■ DATASET RECORDS:
+++

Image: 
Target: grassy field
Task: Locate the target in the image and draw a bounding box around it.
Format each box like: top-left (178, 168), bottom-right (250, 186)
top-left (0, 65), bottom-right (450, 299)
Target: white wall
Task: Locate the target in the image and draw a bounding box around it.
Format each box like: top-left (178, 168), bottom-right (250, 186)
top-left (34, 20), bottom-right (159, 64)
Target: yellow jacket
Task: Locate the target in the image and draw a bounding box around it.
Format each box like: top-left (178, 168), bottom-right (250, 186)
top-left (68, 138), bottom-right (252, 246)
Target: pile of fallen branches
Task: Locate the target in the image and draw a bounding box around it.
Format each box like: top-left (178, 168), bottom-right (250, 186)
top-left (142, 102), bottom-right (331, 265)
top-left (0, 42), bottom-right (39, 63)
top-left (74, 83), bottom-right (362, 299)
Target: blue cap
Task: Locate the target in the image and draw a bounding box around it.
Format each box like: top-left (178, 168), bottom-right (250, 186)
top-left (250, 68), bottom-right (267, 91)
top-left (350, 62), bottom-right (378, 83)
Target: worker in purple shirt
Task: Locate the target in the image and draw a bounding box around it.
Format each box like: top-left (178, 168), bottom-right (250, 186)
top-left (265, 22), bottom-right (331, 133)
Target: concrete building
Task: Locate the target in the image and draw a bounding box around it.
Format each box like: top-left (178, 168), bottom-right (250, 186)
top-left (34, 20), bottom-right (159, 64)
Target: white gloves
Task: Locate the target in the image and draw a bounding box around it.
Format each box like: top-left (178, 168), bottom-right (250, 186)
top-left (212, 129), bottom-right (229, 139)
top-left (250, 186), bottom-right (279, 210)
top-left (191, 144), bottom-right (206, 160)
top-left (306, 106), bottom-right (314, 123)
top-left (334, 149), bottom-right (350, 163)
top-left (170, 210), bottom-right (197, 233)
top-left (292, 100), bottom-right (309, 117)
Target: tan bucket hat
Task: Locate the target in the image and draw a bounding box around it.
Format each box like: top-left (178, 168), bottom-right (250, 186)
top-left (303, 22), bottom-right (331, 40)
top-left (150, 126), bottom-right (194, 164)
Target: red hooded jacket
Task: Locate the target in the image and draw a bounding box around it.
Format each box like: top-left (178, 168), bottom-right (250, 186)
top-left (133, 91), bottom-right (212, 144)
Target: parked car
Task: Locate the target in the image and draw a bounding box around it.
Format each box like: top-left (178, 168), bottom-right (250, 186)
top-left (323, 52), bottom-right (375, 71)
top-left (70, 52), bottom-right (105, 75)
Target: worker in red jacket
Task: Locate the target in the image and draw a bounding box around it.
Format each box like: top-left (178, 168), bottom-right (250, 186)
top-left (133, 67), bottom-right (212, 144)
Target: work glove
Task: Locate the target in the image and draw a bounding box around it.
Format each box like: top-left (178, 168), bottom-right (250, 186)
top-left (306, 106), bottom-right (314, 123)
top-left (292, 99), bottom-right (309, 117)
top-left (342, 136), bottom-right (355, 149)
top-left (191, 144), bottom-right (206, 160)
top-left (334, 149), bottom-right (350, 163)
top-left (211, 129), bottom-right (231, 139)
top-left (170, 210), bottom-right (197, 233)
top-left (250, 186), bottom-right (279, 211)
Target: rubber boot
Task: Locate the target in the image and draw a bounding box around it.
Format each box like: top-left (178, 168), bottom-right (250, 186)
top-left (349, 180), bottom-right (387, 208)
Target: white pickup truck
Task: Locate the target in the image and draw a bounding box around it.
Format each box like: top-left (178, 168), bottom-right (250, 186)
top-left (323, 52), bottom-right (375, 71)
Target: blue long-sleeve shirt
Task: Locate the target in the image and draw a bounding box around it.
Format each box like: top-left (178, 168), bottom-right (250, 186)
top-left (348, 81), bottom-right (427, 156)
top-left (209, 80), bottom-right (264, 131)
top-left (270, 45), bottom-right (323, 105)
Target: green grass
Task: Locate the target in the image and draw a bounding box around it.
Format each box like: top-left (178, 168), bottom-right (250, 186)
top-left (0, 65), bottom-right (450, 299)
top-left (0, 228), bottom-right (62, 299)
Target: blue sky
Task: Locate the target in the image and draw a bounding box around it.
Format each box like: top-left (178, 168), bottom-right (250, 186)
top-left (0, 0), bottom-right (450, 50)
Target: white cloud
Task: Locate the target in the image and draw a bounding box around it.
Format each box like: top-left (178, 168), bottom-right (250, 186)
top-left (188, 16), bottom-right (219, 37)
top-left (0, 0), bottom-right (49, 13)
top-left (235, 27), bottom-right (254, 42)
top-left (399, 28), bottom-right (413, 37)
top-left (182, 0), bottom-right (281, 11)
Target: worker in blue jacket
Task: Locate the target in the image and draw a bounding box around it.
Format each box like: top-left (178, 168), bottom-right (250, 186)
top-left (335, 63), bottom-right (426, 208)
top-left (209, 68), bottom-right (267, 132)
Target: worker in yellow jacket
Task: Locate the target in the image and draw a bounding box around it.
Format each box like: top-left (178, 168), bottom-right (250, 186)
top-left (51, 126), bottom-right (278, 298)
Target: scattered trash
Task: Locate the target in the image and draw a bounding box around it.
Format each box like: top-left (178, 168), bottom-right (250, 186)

+++

■ WRITTEN INSTRUCTION: Retype the rows from the start through the line that contains "top-left (350, 62), bottom-right (378, 83)", keeping every line identical to the original.

■ ANSWER FOR THIS EXERCISE:
Image: 
Target: grassy field
Task: Locate the target in the image and draw a bounding box around it.
Format each box like: top-left (178, 168), bottom-right (250, 186)
top-left (0, 65), bottom-right (450, 299)
Target: white wall
Task: Locate the target in the image and draw a bounding box around it.
Format each box like: top-left (178, 168), bottom-right (250, 186)
top-left (34, 20), bottom-right (159, 64)
Target: yellow jacket
Task: Locate the target in the image and draw a bounding box around it.
Format each box like: top-left (178, 168), bottom-right (250, 186)
top-left (68, 138), bottom-right (252, 246)
Target: pile of fallen branches
Task: Locate the target in the image and draw a bounding box around it.
Format each box like: top-left (178, 168), bottom-right (250, 186)
top-left (142, 102), bottom-right (331, 265)
top-left (0, 42), bottom-right (39, 63)
top-left (74, 83), bottom-right (362, 299)
Target: blue cap
Task: Locate the target in the image and draw a bounding box around it.
Format each box like: top-left (178, 168), bottom-right (250, 186)
top-left (250, 68), bottom-right (267, 91)
top-left (350, 62), bottom-right (378, 83)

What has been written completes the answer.